THE TASK: Present the following lines as a numbered list, leaving out any blank lines.

Records of labeled boxes
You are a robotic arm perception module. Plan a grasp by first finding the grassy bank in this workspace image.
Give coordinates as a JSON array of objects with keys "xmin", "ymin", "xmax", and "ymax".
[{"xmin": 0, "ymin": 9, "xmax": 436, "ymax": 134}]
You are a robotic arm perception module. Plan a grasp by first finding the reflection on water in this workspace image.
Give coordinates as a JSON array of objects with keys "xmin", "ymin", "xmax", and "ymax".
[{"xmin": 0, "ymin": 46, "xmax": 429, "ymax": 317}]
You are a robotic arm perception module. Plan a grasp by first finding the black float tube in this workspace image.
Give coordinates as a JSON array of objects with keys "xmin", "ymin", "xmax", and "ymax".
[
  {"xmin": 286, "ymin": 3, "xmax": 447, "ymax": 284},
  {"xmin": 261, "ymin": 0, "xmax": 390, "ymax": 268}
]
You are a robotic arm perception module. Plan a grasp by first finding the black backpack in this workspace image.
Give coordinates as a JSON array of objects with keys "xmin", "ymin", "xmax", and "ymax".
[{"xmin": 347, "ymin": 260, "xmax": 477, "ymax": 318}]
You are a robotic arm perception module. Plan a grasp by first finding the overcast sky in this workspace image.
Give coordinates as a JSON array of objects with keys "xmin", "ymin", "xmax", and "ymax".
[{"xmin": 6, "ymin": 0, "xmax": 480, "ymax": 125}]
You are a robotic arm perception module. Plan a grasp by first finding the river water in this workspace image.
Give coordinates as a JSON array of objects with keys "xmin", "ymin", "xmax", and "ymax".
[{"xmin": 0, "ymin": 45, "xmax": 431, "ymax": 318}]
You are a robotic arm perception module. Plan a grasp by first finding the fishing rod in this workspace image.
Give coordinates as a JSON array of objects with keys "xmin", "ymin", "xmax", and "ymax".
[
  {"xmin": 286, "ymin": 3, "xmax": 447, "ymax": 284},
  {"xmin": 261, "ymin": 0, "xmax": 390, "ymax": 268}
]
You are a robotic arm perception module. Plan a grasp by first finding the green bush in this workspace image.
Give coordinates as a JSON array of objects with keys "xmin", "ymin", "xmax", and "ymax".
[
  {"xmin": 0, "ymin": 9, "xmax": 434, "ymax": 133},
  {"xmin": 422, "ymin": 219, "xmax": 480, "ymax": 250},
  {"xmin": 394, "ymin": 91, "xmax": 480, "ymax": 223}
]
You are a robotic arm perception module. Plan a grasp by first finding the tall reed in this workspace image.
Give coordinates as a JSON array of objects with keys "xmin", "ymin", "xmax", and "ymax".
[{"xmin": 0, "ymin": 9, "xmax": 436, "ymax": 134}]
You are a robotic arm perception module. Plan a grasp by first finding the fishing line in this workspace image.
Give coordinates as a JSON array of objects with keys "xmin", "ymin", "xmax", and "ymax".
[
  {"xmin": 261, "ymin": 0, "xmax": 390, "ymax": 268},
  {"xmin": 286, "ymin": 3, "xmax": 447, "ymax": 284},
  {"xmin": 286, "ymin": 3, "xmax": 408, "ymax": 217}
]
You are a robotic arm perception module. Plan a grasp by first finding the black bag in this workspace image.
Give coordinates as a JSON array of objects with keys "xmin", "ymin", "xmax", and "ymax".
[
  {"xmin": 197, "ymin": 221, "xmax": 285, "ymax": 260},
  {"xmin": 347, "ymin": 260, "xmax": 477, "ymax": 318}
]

RESPONSE TO THE TASK:
1. You are a robotic arm perception module. Plan a grasp by first finding the grassy bank in this workspace image.
2. Give coordinates as a JSON array of objects with keys "xmin", "ymin", "xmax", and "ymax".
3. [{"xmin": 0, "ymin": 9, "xmax": 436, "ymax": 134}]
4. You are a robotic arm perception module. Plan a grasp by first finding the reflection on water in this workspace image.
5. Give coordinates as a JSON array of objects with keys "xmin", "ymin", "xmax", and "ymax".
6. [{"xmin": 0, "ymin": 46, "xmax": 429, "ymax": 317}]
7. You are a robotic arm perception module. Plan a grasp by first finding the black float tube in this workspace image.
8. Give coordinates as a JSON array of objects with keys "xmin", "ymin", "xmax", and "ymax".
9. [
10.   {"xmin": 286, "ymin": 3, "xmax": 447, "ymax": 284},
11.   {"xmin": 261, "ymin": 0, "xmax": 390, "ymax": 268}
12. ]
13. You are a robotic arm perception module. Plan a grasp by first finding the black backpack in this workspace image.
14. Give coordinates as a JSON array of objects with keys "xmin", "ymin", "xmax", and "ymax".
15. [{"xmin": 347, "ymin": 260, "xmax": 477, "ymax": 318}]
16. You are a robotic arm perception module. Plan a grasp by first finding the overcast sky in this workspace image.
17. Give coordinates as a JSON array of objects with keys "xmin", "ymin", "xmax", and "ymax".
18. [{"xmin": 6, "ymin": 0, "xmax": 480, "ymax": 125}]
19. You are a robotic arm perception module. Plan a grasp by first finding the river water in this workspace image.
20. Give coordinates as a JSON array of objects with keys "xmin", "ymin", "xmax", and "ymax".
21. [{"xmin": 0, "ymin": 45, "xmax": 431, "ymax": 318}]
22. You are a robotic arm perception module. Plan a grasp by first finding the fishing rod in this workspace image.
23. Give coordinates as a JSON array of objects with keys "xmin", "ymin", "xmax", and "ymax".
24. [
25.   {"xmin": 286, "ymin": 3, "xmax": 447, "ymax": 284},
26.   {"xmin": 261, "ymin": 0, "xmax": 390, "ymax": 268}
27. ]
28. You are a robotic arm perception module. Plan a grasp by first finding the green bush in this workspace image.
29. Give coordinates as a JSON array of objects with keys "xmin", "ymin", "xmax", and "ymax".
30. [
31.   {"xmin": 0, "ymin": 9, "xmax": 434, "ymax": 133},
32.   {"xmin": 422, "ymin": 219, "xmax": 480, "ymax": 250},
33.   {"xmin": 394, "ymin": 91, "xmax": 480, "ymax": 223}
34. ]
35. You are a robotic arm perception module. Plan a grasp by first finding the tall reed in this workspace image.
36. Give coordinates as a JSON array of objects with keys "xmin", "ymin", "xmax", and "ymax".
37. [{"xmin": 0, "ymin": 9, "xmax": 436, "ymax": 134}]
38. You are a robotic arm perception module. Plan a grasp by first finding the fishing line in this workspace image.
39. Give coordinates as a JSON array of objects with keys "xmin", "ymin", "xmax", and "ymax".
40. [
41.   {"xmin": 261, "ymin": 0, "xmax": 390, "ymax": 268},
42.   {"xmin": 286, "ymin": 3, "xmax": 447, "ymax": 284},
43.   {"xmin": 286, "ymin": 3, "xmax": 408, "ymax": 217}
44. ]
45. You are a robotic arm perception module. Plan a grasp by first finding the black bag in this workspace image.
46. Give coordinates as a JSON array of objects with keys "xmin", "ymin", "xmax", and "ymax".
47. [
48.   {"xmin": 197, "ymin": 221, "xmax": 285, "ymax": 260},
49.   {"xmin": 347, "ymin": 260, "xmax": 477, "ymax": 318}
50. ]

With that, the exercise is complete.